=== Source ===

⟨

Two phone calls last month, both from Rotherham construction Ltd directors who'd done everything right. Hired chartered firms. Paid the fees. Handed over the books. Both of them got to October without a single conversation about their year-end. By the time we spoke, one was a fortnight from a Companies House late-filing penalty he didn't know was coming. The other had missed the 19 July Class 1A NIC payment on his P11D and was sitting on £100 of default plus interest. I'm Sarah Bingham, AAT-qualified, based in Wath upon Dearne. Same borough as you.
Why a Rotherham-borough construction Ltd hires its own borough's accountant
The two stories I opened with aren't unusual. Most generalist accountants treat a Rotherham construction Ltd as a once-a-year filing job. They prep your accounts in November. They file before the December deadline. You don't hear from them in between.
The trouble is that the construction year has more moments than the year-end. P11D in July. Second payment on account at the end of the month after. Companies House nine months after year-end. Self assessment in January. Year-end timing decisions in February and March. A generalist won't surface those for you until they've already arrived.

⟩

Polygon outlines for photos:
⟨

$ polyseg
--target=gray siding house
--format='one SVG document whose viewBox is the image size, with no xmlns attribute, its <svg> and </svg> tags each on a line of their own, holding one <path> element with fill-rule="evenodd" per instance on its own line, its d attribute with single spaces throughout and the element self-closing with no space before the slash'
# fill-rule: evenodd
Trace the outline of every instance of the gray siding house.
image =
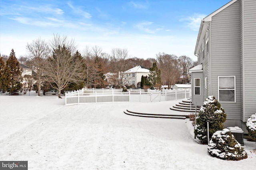
<svg viewBox="0 0 256 170">
<path fill-rule="evenodd" d="M 256 0 L 232 0 L 203 19 L 191 73 L 193 104 L 214 95 L 227 114 L 225 127 L 256 113 Z"/>
</svg>

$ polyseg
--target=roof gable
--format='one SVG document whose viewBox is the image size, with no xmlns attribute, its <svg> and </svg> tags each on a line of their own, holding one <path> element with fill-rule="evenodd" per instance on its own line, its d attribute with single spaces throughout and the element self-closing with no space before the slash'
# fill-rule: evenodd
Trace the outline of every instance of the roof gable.
<svg viewBox="0 0 256 170">
<path fill-rule="evenodd" d="M 140 65 L 134 67 L 125 71 L 126 73 L 149 73 L 149 70 L 145 67 L 142 67 Z"/>
<path fill-rule="evenodd" d="M 196 55 L 198 54 L 201 44 L 204 40 L 204 35 L 205 35 L 207 30 L 208 29 L 209 23 L 210 22 L 212 21 L 212 17 L 226 8 L 230 6 L 238 0 L 232 0 L 226 5 L 224 5 L 214 12 L 208 15 L 201 21 L 201 24 L 200 25 L 199 31 L 198 32 L 198 35 L 197 40 L 196 40 L 196 47 L 194 52 L 194 54 L 195 55 Z"/>
</svg>

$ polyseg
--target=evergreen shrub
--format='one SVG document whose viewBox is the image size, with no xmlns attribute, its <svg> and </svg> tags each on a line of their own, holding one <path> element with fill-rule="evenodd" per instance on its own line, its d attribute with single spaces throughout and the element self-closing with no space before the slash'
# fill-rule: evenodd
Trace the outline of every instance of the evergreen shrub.
<svg viewBox="0 0 256 170">
<path fill-rule="evenodd" d="M 226 115 L 220 103 L 213 96 L 209 96 L 204 102 L 196 119 L 194 133 L 202 143 L 208 143 L 207 122 L 209 122 L 209 137 L 217 130 L 224 128 L 223 123 Z"/>
<path fill-rule="evenodd" d="M 213 134 L 208 145 L 208 152 L 223 160 L 238 160 L 247 158 L 246 151 L 227 128 Z"/>
<path fill-rule="evenodd" d="M 252 139 L 256 141 L 256 113 L 250 116 L 246 121 L 246 129 Z"/>
</svg>

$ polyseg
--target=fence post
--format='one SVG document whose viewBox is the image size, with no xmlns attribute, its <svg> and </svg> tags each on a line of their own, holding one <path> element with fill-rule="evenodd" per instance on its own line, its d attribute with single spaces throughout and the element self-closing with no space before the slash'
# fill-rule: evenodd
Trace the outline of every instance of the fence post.
<svg viewBox="0 0 256 170">
<path fill-rule="evenodd" d="M 141 102 L 141 91 L 140 89 L 140 102 Z"/>
<path fill-rule="evenodd" d="M 129 102 L 131 100 L 130 98 L 131 98 L 131 91 L 129 91 Z"/>
<path fill-rule="evenodd" d="M 114 102 L 114 91 L 112 89 L 112 102 Z"/>
<path fill-rule="evenodd" d="M 187 99 L 187 91 L 186 89 L 185 89 L 185 99 Z"/>
<path fill-rule="evenodd" d="M 77 97 L 78 104 L 79 104 L 79 91 L 78 90 L 77 90 Z"/>
<path fill-rule="evenodd" d="M 67 105 L 67 92 L 65 93 L 65 105 Z"/>
<path fill-rule="evenodd" d="M 167 94 L 166 94 L 166 92 L 167 91 L 166 91 L 166 90 L 165 91 L 165 101 L 167 101 L 167 99 L 166 99 L 167 97 Z"/>
</svg>

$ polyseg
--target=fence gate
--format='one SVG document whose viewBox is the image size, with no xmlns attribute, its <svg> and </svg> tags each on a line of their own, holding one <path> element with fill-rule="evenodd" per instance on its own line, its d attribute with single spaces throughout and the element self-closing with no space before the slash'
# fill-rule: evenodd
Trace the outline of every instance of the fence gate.
<svg viewBox="0 0 256 170">
<path fill-rule="evenodd" d="M 160 93 L 158 91 L 151 92 L 151 102 L 160 101 Z"/>
</svg>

⟩

=== Exercise brief ===
Answer these questions using the accountant's text.
1. In which town is Sarah Bingham based?
2. What was the date of the Class 1A NIC payment that one director missed?
3. In which month do most generalist accountants prep the accounts for a Rotherham construction Ltd?

=== Solution for this task ===
1. Wath upon Dearne
2. 19 July
3. November